Work to complete =>
Transcribe everything in the listing as written, and let no image into the copy.

Given information =>
________

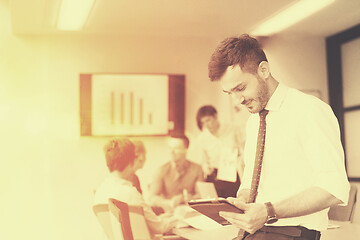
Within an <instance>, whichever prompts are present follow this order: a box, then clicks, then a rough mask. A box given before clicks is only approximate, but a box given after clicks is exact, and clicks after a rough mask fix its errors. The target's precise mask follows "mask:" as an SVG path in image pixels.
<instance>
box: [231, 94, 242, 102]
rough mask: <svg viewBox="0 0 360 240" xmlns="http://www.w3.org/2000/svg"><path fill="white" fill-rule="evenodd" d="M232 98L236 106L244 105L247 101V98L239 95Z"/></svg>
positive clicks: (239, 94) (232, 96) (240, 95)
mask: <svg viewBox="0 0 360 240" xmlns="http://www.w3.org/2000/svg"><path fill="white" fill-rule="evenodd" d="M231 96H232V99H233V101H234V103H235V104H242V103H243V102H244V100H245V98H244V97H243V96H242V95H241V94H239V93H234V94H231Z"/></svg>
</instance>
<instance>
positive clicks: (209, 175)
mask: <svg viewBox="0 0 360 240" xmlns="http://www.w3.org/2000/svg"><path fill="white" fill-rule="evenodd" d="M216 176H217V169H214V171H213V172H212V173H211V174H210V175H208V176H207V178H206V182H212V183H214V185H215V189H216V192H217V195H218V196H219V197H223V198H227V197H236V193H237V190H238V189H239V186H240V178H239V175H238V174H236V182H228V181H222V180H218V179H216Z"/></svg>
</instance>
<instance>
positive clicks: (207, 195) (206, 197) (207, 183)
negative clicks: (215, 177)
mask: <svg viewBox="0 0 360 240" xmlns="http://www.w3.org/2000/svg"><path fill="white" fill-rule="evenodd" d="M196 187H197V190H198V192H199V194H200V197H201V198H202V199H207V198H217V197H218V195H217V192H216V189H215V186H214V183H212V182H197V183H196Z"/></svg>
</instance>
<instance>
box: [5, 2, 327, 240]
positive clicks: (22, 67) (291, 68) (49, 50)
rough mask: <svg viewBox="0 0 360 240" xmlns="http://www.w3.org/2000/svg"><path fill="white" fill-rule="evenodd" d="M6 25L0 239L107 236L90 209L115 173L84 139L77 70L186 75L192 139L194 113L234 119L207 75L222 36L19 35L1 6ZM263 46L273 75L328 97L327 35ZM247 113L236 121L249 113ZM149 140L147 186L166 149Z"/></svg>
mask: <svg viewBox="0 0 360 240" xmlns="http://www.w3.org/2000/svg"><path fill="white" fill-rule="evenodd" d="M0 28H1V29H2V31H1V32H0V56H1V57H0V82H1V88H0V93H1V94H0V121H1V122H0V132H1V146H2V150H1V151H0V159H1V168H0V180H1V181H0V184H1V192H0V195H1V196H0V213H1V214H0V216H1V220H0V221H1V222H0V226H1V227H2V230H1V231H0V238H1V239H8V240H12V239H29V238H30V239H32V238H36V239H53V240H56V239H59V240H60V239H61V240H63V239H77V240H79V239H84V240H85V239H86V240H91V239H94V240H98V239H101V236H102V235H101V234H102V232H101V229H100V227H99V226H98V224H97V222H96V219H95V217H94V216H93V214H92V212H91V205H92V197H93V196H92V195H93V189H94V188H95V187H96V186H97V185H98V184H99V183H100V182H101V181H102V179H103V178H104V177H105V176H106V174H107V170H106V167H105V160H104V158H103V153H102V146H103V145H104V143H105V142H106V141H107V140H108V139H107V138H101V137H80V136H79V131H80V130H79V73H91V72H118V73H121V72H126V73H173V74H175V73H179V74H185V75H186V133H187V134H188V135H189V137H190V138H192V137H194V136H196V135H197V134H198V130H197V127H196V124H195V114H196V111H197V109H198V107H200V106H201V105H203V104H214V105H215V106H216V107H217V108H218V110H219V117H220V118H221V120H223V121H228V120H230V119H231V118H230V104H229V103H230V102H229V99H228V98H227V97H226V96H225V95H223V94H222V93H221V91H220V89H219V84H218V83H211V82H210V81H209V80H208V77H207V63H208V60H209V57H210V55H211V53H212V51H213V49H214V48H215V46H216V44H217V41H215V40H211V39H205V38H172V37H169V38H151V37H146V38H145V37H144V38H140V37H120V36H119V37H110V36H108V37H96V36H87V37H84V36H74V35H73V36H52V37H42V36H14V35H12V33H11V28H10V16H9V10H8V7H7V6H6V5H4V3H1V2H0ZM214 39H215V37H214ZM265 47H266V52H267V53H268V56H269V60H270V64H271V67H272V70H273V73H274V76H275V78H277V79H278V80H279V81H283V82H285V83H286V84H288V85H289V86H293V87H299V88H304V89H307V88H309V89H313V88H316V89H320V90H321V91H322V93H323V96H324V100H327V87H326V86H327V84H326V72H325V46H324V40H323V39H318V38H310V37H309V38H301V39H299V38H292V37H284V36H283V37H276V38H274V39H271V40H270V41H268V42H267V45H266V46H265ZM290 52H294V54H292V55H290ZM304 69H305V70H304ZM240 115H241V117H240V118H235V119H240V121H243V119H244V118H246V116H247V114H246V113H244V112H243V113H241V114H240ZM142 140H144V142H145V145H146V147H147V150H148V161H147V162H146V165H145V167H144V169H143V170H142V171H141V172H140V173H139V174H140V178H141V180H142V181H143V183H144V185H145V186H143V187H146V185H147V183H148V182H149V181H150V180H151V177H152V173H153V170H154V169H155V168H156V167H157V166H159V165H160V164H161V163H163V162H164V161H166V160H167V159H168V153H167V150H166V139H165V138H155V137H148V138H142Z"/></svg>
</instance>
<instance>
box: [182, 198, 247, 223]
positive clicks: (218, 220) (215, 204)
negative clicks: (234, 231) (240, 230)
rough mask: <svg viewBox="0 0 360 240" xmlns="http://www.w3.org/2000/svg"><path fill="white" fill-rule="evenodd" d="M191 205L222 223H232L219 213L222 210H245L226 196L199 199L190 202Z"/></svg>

________

Solution to this exercise =>
Within an <instance>, whichever prompts are present follow this order: a box, then clicks, then a rough mask. A box given before clicks is only approximate, but a box given after clicks is exact, and clicks after a rough mask fix its errors. The target's precise mask follows "mask:" as an SVG path in image pixels.
<instance>
box: [231, 94, 242, 102]
rough mask: <svg viewBox="0 0 360 240" xmlns="http://www.w3.org/2000/svg"><path fill="white" fill-rule="evenodd" d="M232 98L236 106L244 105L247 101V98L239 95Z"/></svg>
positive clicks: (239, 94) (232, 96) (240, 95)
mask: <svg viewBox="0 0 360 240" xmlns="http://www.w3.org/2000/svg"><path fill="white" fill-rule="evenodd" d="M231 96H232V99H233V101H234V103H235V104H242V103H243V102H244V100H245V98H244V97H243V96H242V95H241V94H239V93H234V94H231Z"/></svg>
</instance>
<instance>
positive clicks: (209, 175)
mask: <svg viewBox="0 0 360 240" xmlns="http://www.w3.org/2000/svg"><path fill="white" fill-rule="evenodd" d="M216 176H217V169H214V171H213V172H212V173H211V174H210V175H208V176H207V178H206V182H212V183H214V185H215V189H216V192H217V195H218V196H219V197H223V198H227V197H236V193H237V190H238V189H239V186H240V178H239V175H238V174H236V182H228V181H222V180H218V179H216Z"/></svg>
</instance>
<instance>
positive clicks: (207, 195) (206, 197) (207, 183)
negative clicks: (215, 177)
mask: <svg viewBox="0 0 360 240" xmlns="http://www.w3.org/2000/svg"><path fill="white" fill-rule="evenodd" d="M196 187H197V190H198V192H199V194H200V197H201V198H202V199H207V198H217V197H218V195H217V192H216V189H215V186H214V183H212V182H197V183H196Z"/></svg>
</instance>
<instance>
box: [5, 2, 327, 240]
positive clicks: (22, 67) (291, 68) (49, 50)
rough mask: <svg viewBox="0 0 360 240" xmlns="http://www.w3.org/2000/svg"><path fill="white" fill-rule="evenodd" d="M6 25L0 239L107 236L90 209L115 173L84 139L77 70L186 75L192 139L194 113L234 119L207 75L222 36L19 35L1 6ZM263 46L273 75L328 97L327 35ZM247 113L236 121L249 113ZM149 140L147 186L166 149Z"/></svg>
mask: <svg viewBox="0 0 360 240" xmlns="http://www.w3.org/2000/svg"><path fill="white" fill-rule="evenodd" d="M0 28H1V29H2V31H1V32H0V56H1V57H0V82H1V88H0V93H1V94H0V121H1V122H0V132H1V146H2V150H1V151H0V159H1V168H0V180H1V181H0V184H1V192H0V195H1V196H0V213H1V214H0V216H1V220H0V221H1V222H0V226H1V227H2V230H1V231H0V238H1V239H8V240H12V239H29V238H30V239H32V238H36V239H53V240H56V239H59V240H60V239H61V240H63V239H77V240H79V239H84V240H85V239H86V240H91V239H94V240H98V239H101V236H102V235H101V234H102V232H101V229H100V227H99V226H98V224H97V222H96V219H95V217H94V216H93V214H92V212H91V205H92V197H93V196H92V195H93V189H94V188H95V187H96V186H97V185H98V184H99V183H100V182H101V181H102V179H103V178H104V177H105V176H106V174H107V170H106V167H105V160H104V158H103V153H102V146H103V145H104V143H105V142H106V141H107V140H108V139H107V138H101V137H80V136H79V131H80V130H79V73H91V72H118V73H121V72H126V73H173V74H175V73H179V74H185V75H186V133H187V134H188V135H189V137H190V138H192V137H194V136H196V135H197V134H198V130H197V127H196V124H195V114H196V111H197V109H198V107H200V106H201V105H203V104H214V105H215V106H216V107H217V108H218V110H219V117H220V118H221V120H223V121H228V120H230V119H231V118H230V104H229V103H230V102H229V99H228V98H227V97H226V96H225V95H223V94H222V93H221V91H220V89H219V84H218V83H211V82H210V81H209V80H208V77H207V63H208V60H209V57H210V55H211V53H212V51H213V49H214V48H215V46H216V44H217V41H215V40H211V39H205V38H172V37H169V38H151V37H146V38H145V37H144V38H140V37H120V36H119V37H110V36H108V37H96V36H87V37H84V36H74V35H73V36H52V37H42V36H14V35H12V33H11V28H10V16H9V10H8V7H7V6H6V5H4V3H1V2H0ZM214 39H215V37H214ZM265 47H266V52H267V53H268V56H269V60H270V64H271V67H272V70H273V73H274V76H275V78H277V79H278V80H279V81H283V82H285V83H286V84H288V85H289V86H293V87H299V88H304V89H307V88H309V89H313V88H316V89H320V90H321V91H322V93H323V96H324V100H327V87H326V86H327V84H326V72H325V46H324V40H323V39H318V38H310V37H309V38H301V39H299V38H292V37H284V36H283V37H276V38H274V39H271V40H270V41H268V42H267V45H266V46H265ZM290 52H294V54H292V55H290ZM304 69H305V70H304ZM240 115H241V117H240V118H235V119H240V121H243V119H244V118H246V116H247V114H246V113H244V112H243V113H241V114H240ZM142 140H144V142H145V145H146V147H147V150H148V161H147V162H146V165H145V167H144V169H143V170H142V171H141V172H140V173H139V174H140V178H141V180H142V181H143V183H144V185H145V186H143V187H146V185H147V183H148V182H149V181H150V180H151V177H152V173H153V170H154V169H155V168H156V167H157V166H159V165H160V164H161V163H163V162H164V161H166V160H167V159H168V153H167V150H166V139H165V138H155V137H148V138H142Z"/></svg>
</instance>
<instance>
box: [182, 198, 247, 223]
positive clicks: (218, 220) (215, 204)
negative clicks: (234, 231) (240, 230)
rough mask: <svg viewBox="0 0 360 240" xmlns="http://www.w3.org/2000/svg"><path fill="white" fill-rule="evenodd" d="M191 205L222 223H232L219 213L222 210H245L226 196L199 199L190 202Z"/></svg>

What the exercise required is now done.